### SELECTED EXCERPT
+++

This is my first post, and I’m going to dive right in by telling you how much I hate D&D. When you love something, you want it not to suck, and so you hate it when the things you love suck. D&D sucks, so I hate the it, but only inasmuch as hating it is an expression of my affection for it.
Let’s talk about why D&D sucks. Today, I’ll discuss the the unnecessarily large numbers (aka “numbers bloat”).
One of the things I despise about D&D is how the math works–or, more precisely, doesn’t. You know what’s stupid? Rolling 1d20 + 37. This is obscene. Why am I generating values that range from 38 to 57? It clutters up the game and slows everything down. THAC0 in 2e was the same way. Aside from being counter-intuitive (lower is usually worse, not better), subtraction slows the progress of the game with an unnecessary process. It’s faster and easier to perform addition, so it was only natural to replace the cumbersome THAC0 system with ascending Armor Class in later editions of D&D. In the same way, creating a system of large numbers retards the progress of the game.
Some people will argue and say that the higher numbers serve a purpose within the game. I’ll make a bold claim using bold text and reiterate my original claim: D&D has unnecessarily large numbers. Bigger numbers are not necessary to the game. This itself is counter-intuitive. As noted above, people think bigger is better, so a bigger number means you’re better at what you do…right?

+++

### MATERIAL SUPPLIED
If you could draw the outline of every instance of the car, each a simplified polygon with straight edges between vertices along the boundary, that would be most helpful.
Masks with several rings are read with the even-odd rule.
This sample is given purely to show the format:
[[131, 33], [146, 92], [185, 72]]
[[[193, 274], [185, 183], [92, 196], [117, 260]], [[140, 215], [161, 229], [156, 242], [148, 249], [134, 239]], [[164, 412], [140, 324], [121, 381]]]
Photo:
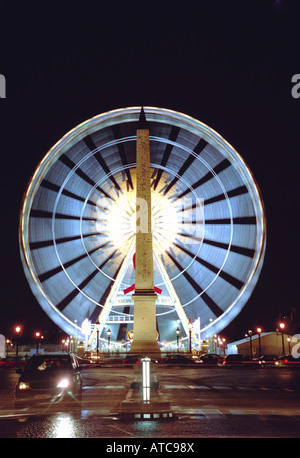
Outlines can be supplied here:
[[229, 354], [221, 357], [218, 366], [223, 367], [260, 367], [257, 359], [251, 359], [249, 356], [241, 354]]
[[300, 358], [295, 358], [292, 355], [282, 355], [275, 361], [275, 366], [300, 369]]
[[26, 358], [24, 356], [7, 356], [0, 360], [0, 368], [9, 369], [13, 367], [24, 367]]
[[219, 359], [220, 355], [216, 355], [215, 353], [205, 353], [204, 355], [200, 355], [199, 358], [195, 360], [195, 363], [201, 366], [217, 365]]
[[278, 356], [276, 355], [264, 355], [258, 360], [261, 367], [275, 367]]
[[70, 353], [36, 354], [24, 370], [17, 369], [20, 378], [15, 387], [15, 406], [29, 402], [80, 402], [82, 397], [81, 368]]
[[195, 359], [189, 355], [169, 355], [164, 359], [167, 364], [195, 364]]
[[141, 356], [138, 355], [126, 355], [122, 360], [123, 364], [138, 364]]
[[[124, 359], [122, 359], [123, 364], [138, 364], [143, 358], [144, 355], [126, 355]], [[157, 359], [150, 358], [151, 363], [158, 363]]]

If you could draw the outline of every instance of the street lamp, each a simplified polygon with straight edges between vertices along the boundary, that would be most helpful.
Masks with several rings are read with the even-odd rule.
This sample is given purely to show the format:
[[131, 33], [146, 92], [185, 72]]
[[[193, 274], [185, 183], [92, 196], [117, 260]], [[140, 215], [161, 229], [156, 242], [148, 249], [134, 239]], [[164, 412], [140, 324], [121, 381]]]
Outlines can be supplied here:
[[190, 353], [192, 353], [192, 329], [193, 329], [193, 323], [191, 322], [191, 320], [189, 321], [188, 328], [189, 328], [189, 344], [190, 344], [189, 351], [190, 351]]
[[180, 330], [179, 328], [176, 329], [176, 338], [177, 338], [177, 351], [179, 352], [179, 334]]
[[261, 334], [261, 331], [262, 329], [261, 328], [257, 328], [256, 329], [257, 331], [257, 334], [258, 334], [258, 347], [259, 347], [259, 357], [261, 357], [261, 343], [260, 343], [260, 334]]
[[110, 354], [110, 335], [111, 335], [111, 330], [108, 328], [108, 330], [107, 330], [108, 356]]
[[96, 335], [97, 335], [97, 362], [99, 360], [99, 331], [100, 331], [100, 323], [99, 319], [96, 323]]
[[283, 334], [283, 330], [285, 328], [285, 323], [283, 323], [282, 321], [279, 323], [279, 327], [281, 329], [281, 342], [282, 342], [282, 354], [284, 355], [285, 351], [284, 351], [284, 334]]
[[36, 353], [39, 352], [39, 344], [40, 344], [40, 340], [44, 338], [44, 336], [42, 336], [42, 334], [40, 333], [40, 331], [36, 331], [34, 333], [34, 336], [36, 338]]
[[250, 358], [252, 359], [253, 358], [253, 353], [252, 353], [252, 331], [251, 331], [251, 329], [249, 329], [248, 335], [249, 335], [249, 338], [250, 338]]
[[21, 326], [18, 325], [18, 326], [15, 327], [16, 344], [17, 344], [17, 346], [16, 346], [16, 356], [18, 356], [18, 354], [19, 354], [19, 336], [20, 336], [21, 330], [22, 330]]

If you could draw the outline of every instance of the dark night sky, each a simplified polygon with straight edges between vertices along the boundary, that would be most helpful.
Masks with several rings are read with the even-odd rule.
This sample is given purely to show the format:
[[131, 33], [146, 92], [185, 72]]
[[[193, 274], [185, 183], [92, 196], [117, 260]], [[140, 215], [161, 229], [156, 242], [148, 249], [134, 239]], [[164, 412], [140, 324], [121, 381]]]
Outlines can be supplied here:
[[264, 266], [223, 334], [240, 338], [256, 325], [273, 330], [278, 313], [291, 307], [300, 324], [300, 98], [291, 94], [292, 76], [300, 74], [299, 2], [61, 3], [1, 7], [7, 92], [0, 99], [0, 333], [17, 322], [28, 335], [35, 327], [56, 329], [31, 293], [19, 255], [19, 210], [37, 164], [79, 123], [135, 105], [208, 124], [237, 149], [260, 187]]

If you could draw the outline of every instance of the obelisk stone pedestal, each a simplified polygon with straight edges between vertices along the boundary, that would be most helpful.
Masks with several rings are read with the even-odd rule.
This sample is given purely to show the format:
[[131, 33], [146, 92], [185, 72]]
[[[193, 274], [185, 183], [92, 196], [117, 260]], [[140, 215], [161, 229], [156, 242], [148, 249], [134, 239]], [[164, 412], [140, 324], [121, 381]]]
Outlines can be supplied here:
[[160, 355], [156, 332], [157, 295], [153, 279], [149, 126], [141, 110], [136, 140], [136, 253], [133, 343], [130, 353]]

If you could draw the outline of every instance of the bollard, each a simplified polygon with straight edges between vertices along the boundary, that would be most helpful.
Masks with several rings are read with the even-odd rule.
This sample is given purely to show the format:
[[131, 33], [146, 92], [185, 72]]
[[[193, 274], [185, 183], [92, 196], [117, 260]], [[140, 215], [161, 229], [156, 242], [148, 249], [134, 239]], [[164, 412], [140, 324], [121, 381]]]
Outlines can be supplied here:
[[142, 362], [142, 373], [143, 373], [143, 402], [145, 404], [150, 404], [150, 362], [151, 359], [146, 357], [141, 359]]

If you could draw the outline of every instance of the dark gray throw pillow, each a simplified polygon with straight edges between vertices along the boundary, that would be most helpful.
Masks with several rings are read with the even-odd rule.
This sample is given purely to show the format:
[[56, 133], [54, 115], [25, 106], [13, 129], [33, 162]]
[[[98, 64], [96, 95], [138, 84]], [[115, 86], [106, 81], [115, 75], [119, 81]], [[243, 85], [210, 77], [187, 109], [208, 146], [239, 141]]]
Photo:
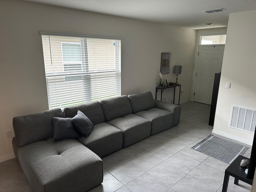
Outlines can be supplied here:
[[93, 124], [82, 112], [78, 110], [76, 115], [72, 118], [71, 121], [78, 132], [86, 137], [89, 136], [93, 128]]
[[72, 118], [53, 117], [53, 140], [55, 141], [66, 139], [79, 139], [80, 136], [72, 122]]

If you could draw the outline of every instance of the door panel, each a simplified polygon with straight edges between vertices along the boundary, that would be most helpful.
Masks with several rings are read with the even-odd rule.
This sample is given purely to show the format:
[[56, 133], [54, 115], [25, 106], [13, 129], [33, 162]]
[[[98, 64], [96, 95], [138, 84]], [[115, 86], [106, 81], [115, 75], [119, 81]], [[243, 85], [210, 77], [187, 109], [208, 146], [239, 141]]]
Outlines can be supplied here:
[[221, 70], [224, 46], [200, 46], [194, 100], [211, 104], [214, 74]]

+++

Translate this sentence from the post on D&D's large numbers into French: "Some people will argue and say that the higher numbers serve a purpose within the game."

Certaines personnes vont objecter et dire que les nombres plus élevés ont une utilité dans le jeu.